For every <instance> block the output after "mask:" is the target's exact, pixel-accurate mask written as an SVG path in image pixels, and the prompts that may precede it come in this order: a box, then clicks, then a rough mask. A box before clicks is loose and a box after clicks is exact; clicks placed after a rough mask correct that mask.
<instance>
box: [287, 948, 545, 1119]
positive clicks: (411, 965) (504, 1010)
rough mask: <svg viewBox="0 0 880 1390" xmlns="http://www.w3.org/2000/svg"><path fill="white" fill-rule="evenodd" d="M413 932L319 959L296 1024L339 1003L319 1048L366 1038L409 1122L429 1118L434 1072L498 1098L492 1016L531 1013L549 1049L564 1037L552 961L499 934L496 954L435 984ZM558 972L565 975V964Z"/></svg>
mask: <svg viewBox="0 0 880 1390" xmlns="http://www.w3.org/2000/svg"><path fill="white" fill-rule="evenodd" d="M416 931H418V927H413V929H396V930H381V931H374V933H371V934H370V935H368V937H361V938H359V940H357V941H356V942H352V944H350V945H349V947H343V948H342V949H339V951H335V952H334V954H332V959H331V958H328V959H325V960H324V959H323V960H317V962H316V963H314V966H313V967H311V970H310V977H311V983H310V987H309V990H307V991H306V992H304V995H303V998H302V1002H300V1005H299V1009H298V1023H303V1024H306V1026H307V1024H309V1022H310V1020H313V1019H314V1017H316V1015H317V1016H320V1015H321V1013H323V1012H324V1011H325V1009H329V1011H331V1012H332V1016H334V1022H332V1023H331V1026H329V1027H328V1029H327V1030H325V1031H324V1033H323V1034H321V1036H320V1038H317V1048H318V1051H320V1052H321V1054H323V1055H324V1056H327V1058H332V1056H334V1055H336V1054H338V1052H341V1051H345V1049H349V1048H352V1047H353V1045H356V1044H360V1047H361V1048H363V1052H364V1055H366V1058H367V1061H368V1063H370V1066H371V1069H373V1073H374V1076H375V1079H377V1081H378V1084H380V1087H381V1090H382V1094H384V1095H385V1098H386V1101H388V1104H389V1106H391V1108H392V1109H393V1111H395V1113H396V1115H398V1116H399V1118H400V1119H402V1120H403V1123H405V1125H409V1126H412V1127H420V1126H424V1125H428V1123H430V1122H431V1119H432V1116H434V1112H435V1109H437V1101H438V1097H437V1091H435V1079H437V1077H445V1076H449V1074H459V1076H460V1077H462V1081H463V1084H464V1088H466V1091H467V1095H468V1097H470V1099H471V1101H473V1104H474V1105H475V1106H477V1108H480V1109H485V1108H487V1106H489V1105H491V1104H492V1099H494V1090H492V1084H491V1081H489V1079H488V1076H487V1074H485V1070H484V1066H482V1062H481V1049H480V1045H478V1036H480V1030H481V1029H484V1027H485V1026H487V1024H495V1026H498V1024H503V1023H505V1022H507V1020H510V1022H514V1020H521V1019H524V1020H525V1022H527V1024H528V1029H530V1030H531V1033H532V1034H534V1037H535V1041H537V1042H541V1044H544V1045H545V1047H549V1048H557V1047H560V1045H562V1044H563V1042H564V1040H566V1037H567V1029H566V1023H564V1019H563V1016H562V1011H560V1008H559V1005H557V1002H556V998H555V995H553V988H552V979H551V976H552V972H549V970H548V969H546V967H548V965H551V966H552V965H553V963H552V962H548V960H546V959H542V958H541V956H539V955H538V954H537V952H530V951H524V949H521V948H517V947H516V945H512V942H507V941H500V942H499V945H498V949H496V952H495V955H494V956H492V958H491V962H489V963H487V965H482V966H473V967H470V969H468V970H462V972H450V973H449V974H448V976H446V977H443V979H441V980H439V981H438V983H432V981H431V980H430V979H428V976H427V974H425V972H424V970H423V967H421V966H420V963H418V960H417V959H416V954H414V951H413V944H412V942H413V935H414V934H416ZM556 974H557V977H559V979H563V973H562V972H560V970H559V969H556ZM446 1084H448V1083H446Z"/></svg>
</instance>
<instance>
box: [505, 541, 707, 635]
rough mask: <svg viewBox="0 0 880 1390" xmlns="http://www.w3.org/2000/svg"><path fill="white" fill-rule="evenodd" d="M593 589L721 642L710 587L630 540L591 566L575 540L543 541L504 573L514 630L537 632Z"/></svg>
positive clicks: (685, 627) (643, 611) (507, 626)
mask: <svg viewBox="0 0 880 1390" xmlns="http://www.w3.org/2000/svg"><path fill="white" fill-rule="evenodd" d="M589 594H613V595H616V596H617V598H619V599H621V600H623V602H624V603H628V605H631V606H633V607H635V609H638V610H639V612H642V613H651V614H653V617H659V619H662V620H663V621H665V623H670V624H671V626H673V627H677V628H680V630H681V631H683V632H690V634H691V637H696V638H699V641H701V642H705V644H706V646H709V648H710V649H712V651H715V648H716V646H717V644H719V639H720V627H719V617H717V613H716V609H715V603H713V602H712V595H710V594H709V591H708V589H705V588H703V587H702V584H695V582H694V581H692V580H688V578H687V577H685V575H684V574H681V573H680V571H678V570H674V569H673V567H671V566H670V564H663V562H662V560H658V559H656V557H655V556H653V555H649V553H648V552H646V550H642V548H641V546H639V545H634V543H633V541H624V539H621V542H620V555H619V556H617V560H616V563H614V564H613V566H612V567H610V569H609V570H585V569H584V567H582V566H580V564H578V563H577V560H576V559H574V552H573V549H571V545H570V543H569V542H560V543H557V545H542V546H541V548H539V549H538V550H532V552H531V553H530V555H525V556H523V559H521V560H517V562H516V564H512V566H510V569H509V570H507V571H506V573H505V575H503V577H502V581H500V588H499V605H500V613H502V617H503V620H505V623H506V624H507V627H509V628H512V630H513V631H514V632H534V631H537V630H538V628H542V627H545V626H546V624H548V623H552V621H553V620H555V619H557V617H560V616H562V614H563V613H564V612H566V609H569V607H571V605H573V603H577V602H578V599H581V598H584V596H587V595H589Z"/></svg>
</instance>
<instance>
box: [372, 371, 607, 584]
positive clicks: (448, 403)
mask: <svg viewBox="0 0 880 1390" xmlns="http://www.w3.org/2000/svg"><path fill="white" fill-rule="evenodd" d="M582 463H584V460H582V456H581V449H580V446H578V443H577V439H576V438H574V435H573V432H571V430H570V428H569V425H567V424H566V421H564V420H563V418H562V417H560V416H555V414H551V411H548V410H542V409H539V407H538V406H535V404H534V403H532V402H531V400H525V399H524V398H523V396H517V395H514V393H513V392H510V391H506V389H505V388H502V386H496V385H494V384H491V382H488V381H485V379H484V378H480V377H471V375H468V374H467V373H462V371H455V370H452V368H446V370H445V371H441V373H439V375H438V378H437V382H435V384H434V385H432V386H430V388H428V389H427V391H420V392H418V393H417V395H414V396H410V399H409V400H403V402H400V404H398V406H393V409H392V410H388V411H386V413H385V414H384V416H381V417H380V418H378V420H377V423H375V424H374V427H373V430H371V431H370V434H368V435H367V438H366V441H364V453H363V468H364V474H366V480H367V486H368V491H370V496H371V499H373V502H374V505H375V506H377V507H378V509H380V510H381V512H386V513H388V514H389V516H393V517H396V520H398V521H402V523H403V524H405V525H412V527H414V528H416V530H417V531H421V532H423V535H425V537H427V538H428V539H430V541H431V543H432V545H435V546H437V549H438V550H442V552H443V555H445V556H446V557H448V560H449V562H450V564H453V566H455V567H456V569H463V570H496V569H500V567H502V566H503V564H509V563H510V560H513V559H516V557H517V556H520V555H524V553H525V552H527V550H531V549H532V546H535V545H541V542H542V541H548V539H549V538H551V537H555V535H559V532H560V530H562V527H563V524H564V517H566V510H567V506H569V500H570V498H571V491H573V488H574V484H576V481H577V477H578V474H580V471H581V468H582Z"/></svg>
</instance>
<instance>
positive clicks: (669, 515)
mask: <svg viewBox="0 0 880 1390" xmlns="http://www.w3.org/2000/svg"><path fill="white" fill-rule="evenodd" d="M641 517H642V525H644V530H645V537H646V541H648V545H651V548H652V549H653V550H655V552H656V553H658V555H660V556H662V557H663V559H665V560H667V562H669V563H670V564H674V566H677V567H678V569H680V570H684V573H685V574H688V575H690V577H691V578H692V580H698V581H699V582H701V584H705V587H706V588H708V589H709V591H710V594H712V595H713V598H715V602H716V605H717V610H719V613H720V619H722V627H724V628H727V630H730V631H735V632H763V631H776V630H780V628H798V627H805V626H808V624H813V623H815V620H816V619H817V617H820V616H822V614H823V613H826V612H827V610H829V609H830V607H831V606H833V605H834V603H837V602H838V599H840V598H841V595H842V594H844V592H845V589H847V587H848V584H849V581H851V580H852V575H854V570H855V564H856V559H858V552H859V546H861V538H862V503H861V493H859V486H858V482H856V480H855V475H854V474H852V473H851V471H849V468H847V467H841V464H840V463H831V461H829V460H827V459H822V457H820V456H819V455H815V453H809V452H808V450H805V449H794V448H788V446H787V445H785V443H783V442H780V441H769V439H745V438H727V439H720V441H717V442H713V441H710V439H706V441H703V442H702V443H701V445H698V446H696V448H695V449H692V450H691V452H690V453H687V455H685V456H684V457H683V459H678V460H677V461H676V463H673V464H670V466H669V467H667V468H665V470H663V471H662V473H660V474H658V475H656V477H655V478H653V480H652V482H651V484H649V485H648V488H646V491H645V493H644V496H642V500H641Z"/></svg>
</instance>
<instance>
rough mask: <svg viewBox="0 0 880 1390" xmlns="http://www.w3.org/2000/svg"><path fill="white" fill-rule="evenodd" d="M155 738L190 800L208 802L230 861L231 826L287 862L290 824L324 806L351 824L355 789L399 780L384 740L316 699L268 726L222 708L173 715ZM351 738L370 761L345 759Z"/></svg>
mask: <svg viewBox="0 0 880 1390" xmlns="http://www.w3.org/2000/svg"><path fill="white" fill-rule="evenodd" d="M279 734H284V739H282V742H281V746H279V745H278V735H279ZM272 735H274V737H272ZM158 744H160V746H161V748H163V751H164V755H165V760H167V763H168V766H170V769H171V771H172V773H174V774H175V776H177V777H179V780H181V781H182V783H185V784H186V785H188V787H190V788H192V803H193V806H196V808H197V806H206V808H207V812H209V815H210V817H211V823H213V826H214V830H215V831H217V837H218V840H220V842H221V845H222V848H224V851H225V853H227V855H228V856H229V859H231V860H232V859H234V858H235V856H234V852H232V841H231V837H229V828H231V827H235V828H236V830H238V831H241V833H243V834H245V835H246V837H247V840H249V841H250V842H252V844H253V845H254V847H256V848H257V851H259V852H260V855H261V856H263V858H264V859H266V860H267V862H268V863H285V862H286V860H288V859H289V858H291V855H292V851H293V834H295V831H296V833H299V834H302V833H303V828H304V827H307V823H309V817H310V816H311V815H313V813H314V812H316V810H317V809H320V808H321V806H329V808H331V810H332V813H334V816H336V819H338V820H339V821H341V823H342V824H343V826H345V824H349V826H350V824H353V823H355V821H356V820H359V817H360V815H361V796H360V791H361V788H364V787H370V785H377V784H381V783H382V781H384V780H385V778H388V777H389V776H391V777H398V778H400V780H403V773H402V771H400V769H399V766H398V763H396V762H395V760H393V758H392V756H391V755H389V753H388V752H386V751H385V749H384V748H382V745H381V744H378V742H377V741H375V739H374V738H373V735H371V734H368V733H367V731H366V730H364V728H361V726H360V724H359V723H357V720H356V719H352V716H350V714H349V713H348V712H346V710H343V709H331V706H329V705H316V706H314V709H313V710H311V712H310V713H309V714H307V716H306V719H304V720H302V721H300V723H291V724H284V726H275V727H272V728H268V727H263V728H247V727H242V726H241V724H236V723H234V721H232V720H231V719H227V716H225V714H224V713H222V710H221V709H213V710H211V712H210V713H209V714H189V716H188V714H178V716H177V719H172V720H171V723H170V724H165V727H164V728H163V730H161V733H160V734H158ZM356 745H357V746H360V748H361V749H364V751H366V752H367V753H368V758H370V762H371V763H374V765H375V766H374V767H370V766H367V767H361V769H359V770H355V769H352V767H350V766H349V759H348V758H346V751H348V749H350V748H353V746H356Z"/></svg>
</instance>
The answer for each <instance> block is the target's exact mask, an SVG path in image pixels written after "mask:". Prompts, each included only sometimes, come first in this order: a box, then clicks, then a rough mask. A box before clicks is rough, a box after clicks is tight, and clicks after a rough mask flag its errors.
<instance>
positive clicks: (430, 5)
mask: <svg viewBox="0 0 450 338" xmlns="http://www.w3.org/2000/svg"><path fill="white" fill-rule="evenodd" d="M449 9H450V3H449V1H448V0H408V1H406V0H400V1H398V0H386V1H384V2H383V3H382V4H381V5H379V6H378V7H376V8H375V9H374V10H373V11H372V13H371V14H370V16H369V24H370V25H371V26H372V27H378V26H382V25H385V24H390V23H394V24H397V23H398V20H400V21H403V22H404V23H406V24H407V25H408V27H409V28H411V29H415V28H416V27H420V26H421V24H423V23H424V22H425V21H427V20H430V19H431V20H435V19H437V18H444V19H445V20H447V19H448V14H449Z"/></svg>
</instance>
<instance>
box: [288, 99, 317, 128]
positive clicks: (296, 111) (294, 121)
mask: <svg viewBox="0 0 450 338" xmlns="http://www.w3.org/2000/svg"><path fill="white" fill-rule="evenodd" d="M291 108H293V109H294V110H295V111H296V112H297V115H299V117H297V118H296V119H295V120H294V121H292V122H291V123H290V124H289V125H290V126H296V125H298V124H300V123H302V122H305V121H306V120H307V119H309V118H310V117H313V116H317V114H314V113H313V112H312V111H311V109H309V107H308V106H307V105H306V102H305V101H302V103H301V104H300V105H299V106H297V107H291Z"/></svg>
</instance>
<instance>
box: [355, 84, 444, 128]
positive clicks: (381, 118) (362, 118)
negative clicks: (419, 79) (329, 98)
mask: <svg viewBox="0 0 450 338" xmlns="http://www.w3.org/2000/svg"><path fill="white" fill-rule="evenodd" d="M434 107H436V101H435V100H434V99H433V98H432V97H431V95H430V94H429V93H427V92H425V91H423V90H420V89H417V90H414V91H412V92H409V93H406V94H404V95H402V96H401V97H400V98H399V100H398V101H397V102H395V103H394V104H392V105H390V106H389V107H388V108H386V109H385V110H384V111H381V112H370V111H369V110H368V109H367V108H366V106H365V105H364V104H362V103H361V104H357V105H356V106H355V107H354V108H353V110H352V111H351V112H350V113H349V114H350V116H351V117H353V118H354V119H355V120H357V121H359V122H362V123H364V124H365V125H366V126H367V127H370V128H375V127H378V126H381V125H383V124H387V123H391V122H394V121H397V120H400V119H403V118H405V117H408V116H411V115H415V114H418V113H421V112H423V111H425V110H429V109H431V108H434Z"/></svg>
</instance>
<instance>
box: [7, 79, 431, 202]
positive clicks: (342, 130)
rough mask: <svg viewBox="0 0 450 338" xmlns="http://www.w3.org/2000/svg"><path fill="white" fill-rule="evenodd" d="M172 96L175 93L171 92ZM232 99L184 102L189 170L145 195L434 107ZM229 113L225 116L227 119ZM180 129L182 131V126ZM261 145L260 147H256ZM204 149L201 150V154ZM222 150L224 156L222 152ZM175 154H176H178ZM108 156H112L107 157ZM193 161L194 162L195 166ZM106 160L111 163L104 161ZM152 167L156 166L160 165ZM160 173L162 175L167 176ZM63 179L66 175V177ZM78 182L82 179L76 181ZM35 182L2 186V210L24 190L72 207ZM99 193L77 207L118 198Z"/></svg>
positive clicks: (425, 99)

========================

= Directions for this task =
Begin with the first line of the listing above and write out each line exactly, ending with the line that contains "positive clicks: (411, 965) (504, 1010)".

= Problem solution =
For every <instance> block the output after "mask:" is the target's exact, pixel-accurate mask written as an SVG path in image pixels, and the prompts that may precede it come in this order: a box, then clicks, then a rough mask. A box before clicks is loose and a box after clicks is exact; clicks placed after a rough mask correct that mask.
<instance>
box: [287, 948, 545, 1119]
positive clicks: (411, 965) (504, 1010)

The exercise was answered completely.